(PASSAGE SHOWN)

# Mass Maker vs Serious Mass



## Y2Yzir13 (Feb 24, 2005)

I can't decide which of these two to get. The main difference I noticed is a serving of Mass Maker only has 350 calories with 8 oz skim milk where as Serious Mass has 1250 calories per serving. Serious Mass has a few more grams of fat and 30 more grams of protein. It also has 40 grams of sugars compared to the 2 grams in Mass Maker. I need to bulk so I would think the more calories the better, but today my teacher who is a strength and conditioning coach told me how great Mass Maker has been for him. He also told me how all the simple sugars are not good for me. Which of these two do you think will benfit me the most? Thanks


----------



## crazy_enough (Feb 24, 2005)

most comemrcial mass gainers are just that sugar!! Not the best alternative if u ask me..there are recipes out there for homemade weight gainers, much better for you!


----------



## ihateschoolmt (Feb 24, 2005)

You don't want simple sugars, unless it's right before your workout, even then I think it's supposed to be fructose and not sucrose.


----------



## Mudge (Feb 24, 2005)

Protein + Maltodextrin = weight gainer.


----------



## Sacto95827 (Feb 24, 2005)

Mudge said:
			
		

> Protein + Maltodextrin = weight gainer.



How much should you mix of each with each serving?


----------



## musclepump (Feb 24, 2005)

Serious Mass has pretty low sugar. I used it and *loved* it. Tasted damn, damn good.


----------

(End PASSAGE SHOWN)
(RECORDED DATA)

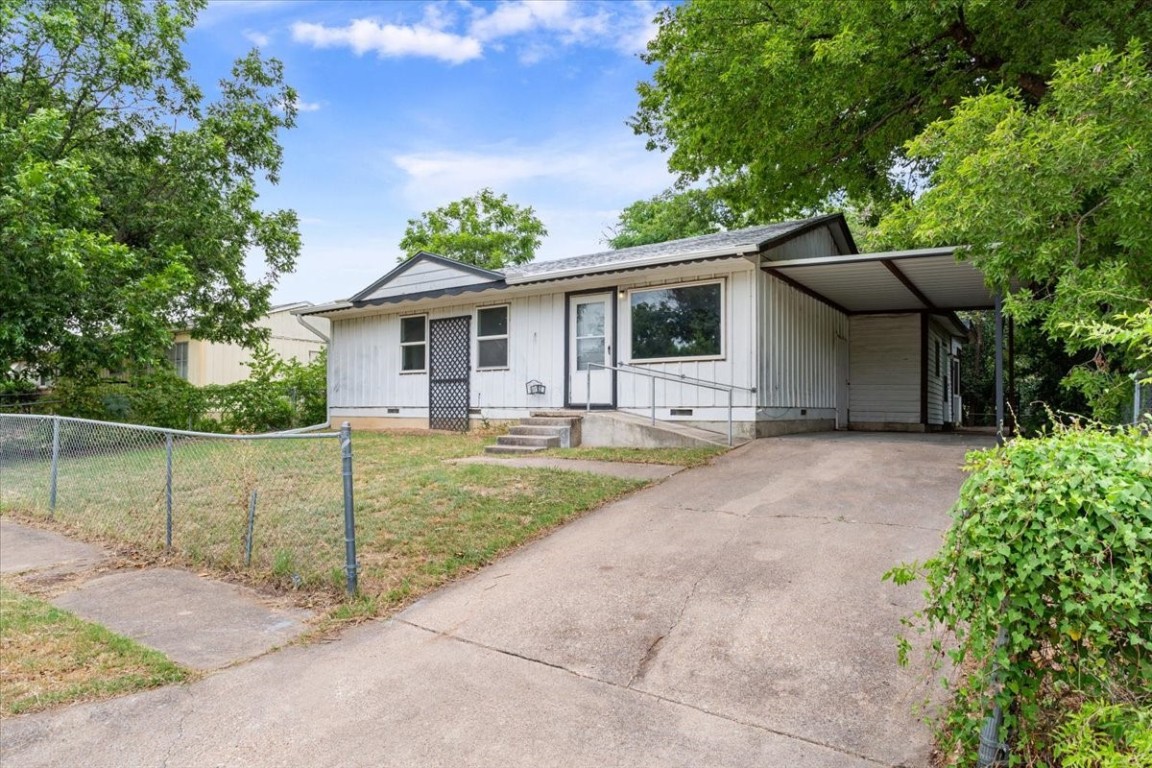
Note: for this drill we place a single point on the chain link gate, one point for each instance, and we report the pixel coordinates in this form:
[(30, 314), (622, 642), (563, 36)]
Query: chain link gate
[(449, 367)]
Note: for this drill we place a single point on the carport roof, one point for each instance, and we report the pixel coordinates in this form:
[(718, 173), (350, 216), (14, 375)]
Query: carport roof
[(896, 281)]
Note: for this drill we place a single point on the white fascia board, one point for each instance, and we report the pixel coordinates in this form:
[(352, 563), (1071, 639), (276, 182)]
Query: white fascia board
[(639, 264), (863, 258), (324, 309)]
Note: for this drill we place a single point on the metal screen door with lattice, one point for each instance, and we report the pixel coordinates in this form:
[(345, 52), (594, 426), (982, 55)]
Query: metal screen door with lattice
[(449, 367)]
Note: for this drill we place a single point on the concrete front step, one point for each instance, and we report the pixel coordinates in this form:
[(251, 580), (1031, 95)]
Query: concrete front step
[(548, 421), (536, 440), (512, 449), (537, 430)]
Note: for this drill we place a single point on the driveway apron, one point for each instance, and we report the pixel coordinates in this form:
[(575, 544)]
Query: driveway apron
[(733, 615)]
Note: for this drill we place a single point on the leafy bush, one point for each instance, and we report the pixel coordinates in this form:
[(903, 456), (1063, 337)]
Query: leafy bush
[(277, 395), (1101, 735), (1052, 538)]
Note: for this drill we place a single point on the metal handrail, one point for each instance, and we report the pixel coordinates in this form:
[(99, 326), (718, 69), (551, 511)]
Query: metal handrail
[(664, 375)]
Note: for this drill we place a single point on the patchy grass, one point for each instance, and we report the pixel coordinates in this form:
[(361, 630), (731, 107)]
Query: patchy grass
[(421, 521), (677, 456), (50, 656)]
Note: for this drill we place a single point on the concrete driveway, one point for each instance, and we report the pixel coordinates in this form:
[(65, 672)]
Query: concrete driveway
[(730, 616)]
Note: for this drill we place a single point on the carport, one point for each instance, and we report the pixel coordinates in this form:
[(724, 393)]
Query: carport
[(925, 287)]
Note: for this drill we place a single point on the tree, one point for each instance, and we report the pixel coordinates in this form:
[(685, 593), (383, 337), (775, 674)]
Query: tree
[(128, 202), (673, 215), (1020, 130), (485, 230), (1054, 198), (787, 104)]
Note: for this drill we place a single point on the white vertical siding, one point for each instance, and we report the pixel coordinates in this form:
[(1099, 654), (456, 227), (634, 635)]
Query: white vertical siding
[(885, 369), (364, 359), (797, 356)]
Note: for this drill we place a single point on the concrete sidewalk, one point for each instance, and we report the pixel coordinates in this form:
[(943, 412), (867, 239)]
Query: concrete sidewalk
[(197, 622), (730, 616)]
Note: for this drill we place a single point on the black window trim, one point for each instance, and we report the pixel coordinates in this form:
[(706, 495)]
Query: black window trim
[(423, 342), (697, 358), (506, 336)]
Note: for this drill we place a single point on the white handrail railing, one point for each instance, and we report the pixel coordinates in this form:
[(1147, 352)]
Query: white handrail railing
[(664, 375)]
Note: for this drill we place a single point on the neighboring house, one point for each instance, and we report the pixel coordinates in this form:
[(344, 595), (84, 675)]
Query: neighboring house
[(213, 363), (816, 334)]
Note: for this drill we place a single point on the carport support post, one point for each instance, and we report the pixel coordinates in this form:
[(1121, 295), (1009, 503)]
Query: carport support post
[(167, 492), (346, 451), (1000, 369), (55, 465)]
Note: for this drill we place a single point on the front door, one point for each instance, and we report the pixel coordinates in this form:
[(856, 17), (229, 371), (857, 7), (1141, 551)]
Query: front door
[(842, 372), (449, 367), (590, 334)]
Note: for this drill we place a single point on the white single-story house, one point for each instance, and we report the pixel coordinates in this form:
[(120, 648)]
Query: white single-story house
[(804, 331), (290, 336)]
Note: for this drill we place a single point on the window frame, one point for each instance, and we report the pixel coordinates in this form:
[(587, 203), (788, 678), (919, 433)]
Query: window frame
[(423, 342), (506, 336), (695, 358), (174, 358)]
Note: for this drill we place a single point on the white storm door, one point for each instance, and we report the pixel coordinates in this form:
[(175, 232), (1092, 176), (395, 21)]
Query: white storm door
[(590, 342)]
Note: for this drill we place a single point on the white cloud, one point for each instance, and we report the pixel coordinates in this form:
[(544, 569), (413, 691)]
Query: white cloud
[(257, 38), (452, 33), (389, 40), (577, 185)]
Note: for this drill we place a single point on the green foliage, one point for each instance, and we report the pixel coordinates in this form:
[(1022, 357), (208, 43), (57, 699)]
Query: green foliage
[(1101, 735), (1054, 198), (127, 203), (787, 104), (1052, 538), (277, 395), (485, 230), (673, 215)]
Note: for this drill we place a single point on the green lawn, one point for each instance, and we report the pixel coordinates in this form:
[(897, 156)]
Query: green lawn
[(421, 519), (48, 658)]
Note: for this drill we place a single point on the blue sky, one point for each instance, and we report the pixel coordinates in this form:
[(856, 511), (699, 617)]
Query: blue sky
[(406, 106)]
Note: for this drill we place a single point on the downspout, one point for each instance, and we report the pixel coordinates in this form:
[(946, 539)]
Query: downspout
[(993, 751)]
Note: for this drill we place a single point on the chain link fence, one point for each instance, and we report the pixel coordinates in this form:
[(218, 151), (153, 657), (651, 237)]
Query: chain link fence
[(277, 508)]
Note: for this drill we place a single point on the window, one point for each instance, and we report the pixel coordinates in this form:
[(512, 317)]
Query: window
[(677, 322), (492, 337), (414, 343), (177, 355)]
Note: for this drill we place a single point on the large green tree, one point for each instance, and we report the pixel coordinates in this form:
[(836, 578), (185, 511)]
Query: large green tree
[(673, 214), (128, 200), (789, 103), (485, 229), (1018, 129)]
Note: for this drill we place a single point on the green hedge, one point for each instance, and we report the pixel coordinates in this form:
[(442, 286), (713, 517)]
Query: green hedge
[(1052, 538)]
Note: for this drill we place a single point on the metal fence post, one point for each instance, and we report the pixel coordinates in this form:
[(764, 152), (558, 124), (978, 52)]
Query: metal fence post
[(652, 395), (346, 451), (729, 418), (55, 465), (167, 492)]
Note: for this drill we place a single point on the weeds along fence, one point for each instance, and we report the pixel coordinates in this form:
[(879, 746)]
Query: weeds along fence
[(274, 507)]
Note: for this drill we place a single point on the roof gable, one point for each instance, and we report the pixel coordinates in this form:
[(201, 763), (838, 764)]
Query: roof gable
[(730, 243), (426, 272)]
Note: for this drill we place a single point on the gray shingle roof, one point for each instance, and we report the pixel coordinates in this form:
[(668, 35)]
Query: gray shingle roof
[(735, 241)]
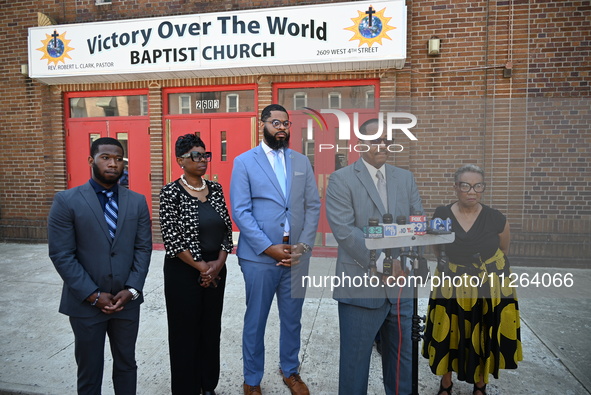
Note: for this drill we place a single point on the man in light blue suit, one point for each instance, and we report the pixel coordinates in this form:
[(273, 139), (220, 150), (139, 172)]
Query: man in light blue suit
[(276, 206), (370, 188)]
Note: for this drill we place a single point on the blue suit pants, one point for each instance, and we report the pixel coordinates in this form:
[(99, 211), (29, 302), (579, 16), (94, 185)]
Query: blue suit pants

(End RECORDED DATA)

• _WORK ITEM 1_:
Using the Mass Maker vs Serious Mass thread, decide whether each statement agrees with it. Answer yes or no, and quote the deciding words.
(a) A serving of Serious Mass has 1250 calories.
(b) The original poster's teacher praised Serious Mass.
(c) musclepump found that Serious Mass tasted bad.
• _WORK ITEM 2_: In the Mass Maker vs Serious Mass thread, what kind of sugar does ihateschoolmt think is supposed to be taken before a workout?
• _WORK ITEM 3_: Transcribe the Mass Maker vs Serious Mass thread, starting with "most comemrcial mass" and going on through "better for you!".

• _WRITTEN RESPONSE 1_:
(a) Yes: "Serious Mass has 1250 calories per serving"
(b) No: "told me how great Mass Maker has been for him"
(c) No: "Tasted damn, damn good."

• _WRITTEN RESPONSE 2_: Fructose, not sucrose.

• _WRITTEN RESPONSE 3_:
most comemrcial mass gainers are just that sugar!! Not the best alternative if u ask me..there are recipes out there for homemade weight gainers, much better for you!